Lisa Woolfork, an associate professor of English at the University of Virginia, has shared her commentary on film and TV interpretations of slavery on NPR and the Los Angeles Review of Books. The author of “Embodying American Slavery in Contemporary Culture,” she recently reviewed the current movie, “The Free State of Jones,” on CNN.com in her article, “What ‘The Free State of Jones’ Says About Whiteness.”
The film, starring Matthew McConaughey, retells the true story of Newton Knight, a white Mississippi farmer opposed to slavery, who, forced to flee the Confederacy, finds refuge with a group of runaway slaves and forges an alliance with them and other farmers. Declaring loyalty to the Union, Knight leads a rebellion against the Confederacy and, after the Civil War, defends newly freed black people during Reconstruction. He and a former slave had a common-law marriage and children, which some current residents of the town he came from, Ellisville, still criticize.
Q. What is the criticism of “The Free State of Jones” and your response to that critique?
A. I suggest that the strengths of this film lie in what some other critics have seen as its weaknesses. If you read this film as an example of historical fiction about slavery, also known as the neo-slave narrative, which focuses on the slave past, then you will likely be disappointed.
This film fails to meet my standard for an updated slave narrative since those stories concentrate on black protagonists. Recent examples of successful historical fiction about slavery include television series like “Underground” on the WGN network and the re-make of “Roots” on the History Channel. These are powerful representations of nuanced black characters navigating within or breaking away from the slavery system.
Q. How does this new film confront the meaning of “whiteness”?
A. “The Free State of Jones” film is a related project, but different from what I define as historical fiction about slavery. The film disrupts the traditional narrative that the South was completely united in its support of the Confederacy. It offers an examination of a nuanced white character who recognizes the corruption of the slavocracy and refuses to endorse the system of white supremacy, even though it is designed to benefit him.
Much like the book on which it is based, a history of Newt Knight, including his ancestors and his extended family, the film is about a white man who made choices that placed him in opposition to the standard of white supremacy at the time. These decisions, including, but not limited to, defecting from the Confederacy, impacted his life and the lives of his descendants long after he died. His choice to desert the Confederacy was seen as a betrayal by many whites in his community, but it was his defection from whiteness that some would find even more unforgiveable.
Q. You mentioned several other films and TV shows addressing slavery – “Twelve Years a Slave,” the remake of “Roots” and the TV series, “Underground” among them. UVA also is in the process of exploring and telling its slave history. What do you think accounts for all this current attention?
A. I believe that this attention to slavery today (and in the last 30 years in literature) can be attributed to a variety of reasons.

☆ ☆ ☆ ☆

## Task directions:
Translate this sentence from the interview about "The Free State of Jones" into Spanish: "The film disrupts the traditional narrative that the South was completely united in its support of the Confederacy." The material after this point comes from a separate source.

[Stored items]
☆ ☆ ☆ ☆

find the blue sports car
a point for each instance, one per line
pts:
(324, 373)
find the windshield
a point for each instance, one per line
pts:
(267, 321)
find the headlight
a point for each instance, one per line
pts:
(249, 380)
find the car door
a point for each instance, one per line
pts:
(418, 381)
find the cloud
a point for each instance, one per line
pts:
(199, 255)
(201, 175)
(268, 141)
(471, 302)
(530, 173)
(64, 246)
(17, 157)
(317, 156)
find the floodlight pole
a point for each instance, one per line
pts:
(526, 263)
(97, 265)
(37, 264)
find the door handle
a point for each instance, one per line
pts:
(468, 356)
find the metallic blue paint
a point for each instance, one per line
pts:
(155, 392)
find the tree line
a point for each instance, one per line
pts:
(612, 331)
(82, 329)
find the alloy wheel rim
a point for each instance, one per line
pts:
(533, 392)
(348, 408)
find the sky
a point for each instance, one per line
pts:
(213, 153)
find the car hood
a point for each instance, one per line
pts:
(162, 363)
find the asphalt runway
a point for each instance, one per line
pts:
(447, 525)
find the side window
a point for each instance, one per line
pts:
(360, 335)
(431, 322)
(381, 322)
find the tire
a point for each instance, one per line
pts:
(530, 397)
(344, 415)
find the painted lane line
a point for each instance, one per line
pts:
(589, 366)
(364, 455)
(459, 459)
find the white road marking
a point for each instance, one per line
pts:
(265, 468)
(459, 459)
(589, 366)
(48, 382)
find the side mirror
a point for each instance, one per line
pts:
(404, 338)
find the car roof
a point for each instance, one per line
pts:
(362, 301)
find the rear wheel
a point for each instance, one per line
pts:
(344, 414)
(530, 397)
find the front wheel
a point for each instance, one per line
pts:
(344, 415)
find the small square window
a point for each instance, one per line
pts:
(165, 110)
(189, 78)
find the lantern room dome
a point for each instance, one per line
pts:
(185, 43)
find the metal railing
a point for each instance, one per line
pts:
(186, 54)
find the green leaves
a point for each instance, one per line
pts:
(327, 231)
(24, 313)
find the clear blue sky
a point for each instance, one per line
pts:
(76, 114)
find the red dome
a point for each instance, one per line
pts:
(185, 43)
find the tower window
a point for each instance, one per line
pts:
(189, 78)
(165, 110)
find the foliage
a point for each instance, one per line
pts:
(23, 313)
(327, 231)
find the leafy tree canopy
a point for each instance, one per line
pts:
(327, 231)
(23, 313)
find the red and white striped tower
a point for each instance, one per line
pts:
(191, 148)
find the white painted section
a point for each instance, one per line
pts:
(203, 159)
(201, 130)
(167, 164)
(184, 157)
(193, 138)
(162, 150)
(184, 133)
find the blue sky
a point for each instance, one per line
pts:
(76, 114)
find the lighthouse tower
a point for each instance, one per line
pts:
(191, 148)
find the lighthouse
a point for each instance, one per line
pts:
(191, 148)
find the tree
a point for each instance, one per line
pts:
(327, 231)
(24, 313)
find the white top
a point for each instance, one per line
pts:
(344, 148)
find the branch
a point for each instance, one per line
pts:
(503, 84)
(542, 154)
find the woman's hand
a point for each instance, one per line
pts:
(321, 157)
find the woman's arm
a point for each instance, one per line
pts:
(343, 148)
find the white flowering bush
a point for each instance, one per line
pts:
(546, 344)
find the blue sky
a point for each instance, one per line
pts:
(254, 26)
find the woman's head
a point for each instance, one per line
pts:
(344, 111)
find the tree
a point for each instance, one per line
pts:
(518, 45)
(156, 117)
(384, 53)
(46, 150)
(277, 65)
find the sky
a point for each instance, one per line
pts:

☆ ☆ ☆ ☆

## Exercise solution:
La película rompe con la narrativa tradicional de que el Sur estaba completamente unido en su apoyo a la Confederación.